■ **SHORT TASK**
Copy the records from the start through the line containing "point(567, 321)", swapping every "stadium" for "arena" and keeping everything else the same, with the pictures left out.

Collected data entries
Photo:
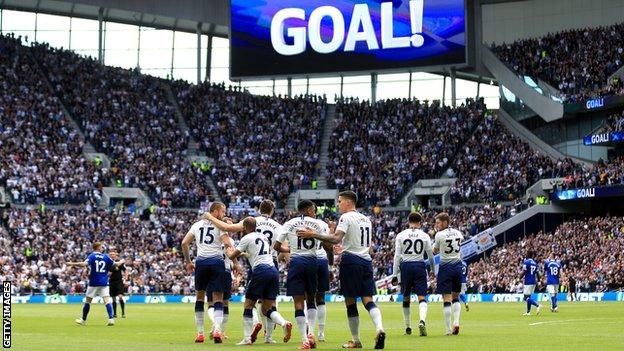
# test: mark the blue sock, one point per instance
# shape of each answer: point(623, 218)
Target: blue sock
point(85, 311)
point(109, 309)
point(462, 297)
point(554, 301)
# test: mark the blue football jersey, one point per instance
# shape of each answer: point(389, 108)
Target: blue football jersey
point(553, 271)
point(99, 265)
point(530, 272)
point(464, 272)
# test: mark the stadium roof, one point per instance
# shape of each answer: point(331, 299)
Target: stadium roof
point(181, 15)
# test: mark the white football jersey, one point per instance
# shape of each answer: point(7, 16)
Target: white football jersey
point(448, 243)
point(411, 246)
point(298, 246)
point(320, 251)
point(257, 247)
point(269, 227)
point(208, 239)
point(358, 231)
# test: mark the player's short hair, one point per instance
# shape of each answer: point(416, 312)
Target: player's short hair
point(443, 217)
point(415, 217)
point(267, 207)
point(216, 205)
point(304, 205)
point(348, 194)
point(249, 224)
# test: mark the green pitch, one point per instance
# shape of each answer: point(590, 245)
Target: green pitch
point(488, 326)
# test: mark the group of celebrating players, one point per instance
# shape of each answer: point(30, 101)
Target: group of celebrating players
point(307, 244)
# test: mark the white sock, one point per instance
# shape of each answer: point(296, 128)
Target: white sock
point(301, 325)
point(199, 322)
point(255, 316)
point(354, 326)
point(406, 317)
point(226, 317)
point(218, 319)
point(422, 311)
point(447, 318)
point(456, 312)
point(321, 316)
point(211, 314)
point(311, 317)
point(270, 326)
point(277, 318)
point(375, 313)
point(247, 327)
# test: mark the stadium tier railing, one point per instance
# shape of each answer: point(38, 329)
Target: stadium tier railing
point(545, 105)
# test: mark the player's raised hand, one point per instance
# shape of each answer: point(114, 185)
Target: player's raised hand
point(190, 267)
point(331, 225)
point(305, 233)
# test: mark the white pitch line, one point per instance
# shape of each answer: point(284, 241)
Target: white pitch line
point(567, 321)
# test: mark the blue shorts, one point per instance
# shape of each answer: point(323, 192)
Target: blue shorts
point(264, 283)
point(322, 275)
point(449, 278)
point(227, 287)
point(301, 277)
point(209, 275)
point(356, 276)
point(413, 278)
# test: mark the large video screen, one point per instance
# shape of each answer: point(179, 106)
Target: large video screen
point(300, 37)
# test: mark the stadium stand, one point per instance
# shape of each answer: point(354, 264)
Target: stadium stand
point(577, 62)
point(262, 146)
point(127, 116)
point(40, 154)
point(379, 151)
point(495, 165)
point(590, 249)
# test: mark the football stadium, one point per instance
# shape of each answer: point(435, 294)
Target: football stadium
point(318, 174)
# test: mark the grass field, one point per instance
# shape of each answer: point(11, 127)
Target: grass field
point(488, 326)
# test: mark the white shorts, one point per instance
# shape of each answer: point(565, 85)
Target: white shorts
point(101, 291)
point(552, 288)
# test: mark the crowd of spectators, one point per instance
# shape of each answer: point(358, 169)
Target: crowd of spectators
point(494, 165)
point(40, 154)
point(578, 62)
point(262, 146)
point(615, 122)
point(40, 243)
point(127, 116)
point(380, 150)
point(37, 244)
point(591, 250)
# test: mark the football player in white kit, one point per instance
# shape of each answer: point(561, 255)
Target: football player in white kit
point(355, 232)
point(410, 269)
point(209, 268)
point(270, 228)
point(264, 282)
point(302, 279)
point(448, 244)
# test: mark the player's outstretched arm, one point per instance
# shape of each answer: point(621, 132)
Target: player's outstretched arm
point(186, 243)
point(76, 264)
point(227, 227)
point(280, 247)
point(329, 249)
point(233, 253)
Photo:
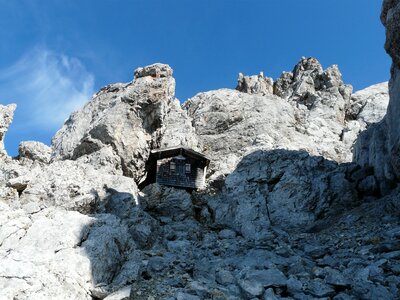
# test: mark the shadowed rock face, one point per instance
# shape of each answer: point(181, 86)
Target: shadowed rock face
point(380, 145)
point(127, 117)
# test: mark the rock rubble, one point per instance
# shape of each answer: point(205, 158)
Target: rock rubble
point(285, 213)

■ **EXPECTED ANSWER**
Photo:
# test: mark the blue sock, one point per instance
# shape of each answer: point(623, 218)
Target: blue sock
point(85, 311)
point(109, 309)
point(462, 297)
point(554, 301)
# test: mark the blue football jersey, one point per instance
# shape of each answer: point(389, 108)
Target: blue football jersey
point(553, 271)
point(99, 265)
point(530, 272)
point(464, 272)
# test: mark the arena roof, one point per instance
# shape of each answer: point(331, 299)
Target: arena roof
point(181, 15)
# test: mark the white football jersey, one point per instance
# shape of each answer: point(7, 16)
Target: white football jersey
point(448, 243)
point(411, 246)
point(298, 246)
point(320, 251)
point(257, 247)
point(269, 227)
point(208, 239)
point(358, 231)
# test: mark the player's short hair, one point per instance
# shape of each answer: point(416, 312)
Target: player's short hair
point(443, 217)
point(415, 217)
point(267, 207)
point(216, 205)
point(304, 205)
point(348, 194)
point(249, 224)
# test: mark the green pitch, one point per instance
# shape of each answer: point(590, 245)
Target: green pitch
point(488, 326)
# test: mark the group of celebrating players, one point per instance
# shape of each answer: point(30, 101)
Target: group of celebrating players
point(307, 244)
# test: mark the white sock, one point per instance
# shape of each answer: point(296, 128)
Target: white sock
point(301, 325)
point(199, 322)
point(255, 316)
point(354, 326)
point(406, 317)
point(226, 317)
point(218, 319)
point(422, 311)
point(447, 318)
point(456, 312)
point(321, 316)
point(211, 314)
point(311, 317)
point(270, 326)
point(277, 318)
point(375, 313)
point(247, 327)
# test: mark the arena tier railing, one point per instance
# shape of each answer: point(38, 329)
Target: arena tier railing
point(545, 105)
# test: mark the player's raised hand, one point per instance
# shape of each answer: point(114, 185)
Target: player's raised hand
point(190, 267)
point(331, 225)
point(305, 233)
# test: mark the white pitch line, one point per instance
# shape of each answer: point(284, 241)
Target: white pitch line
point(567, 321)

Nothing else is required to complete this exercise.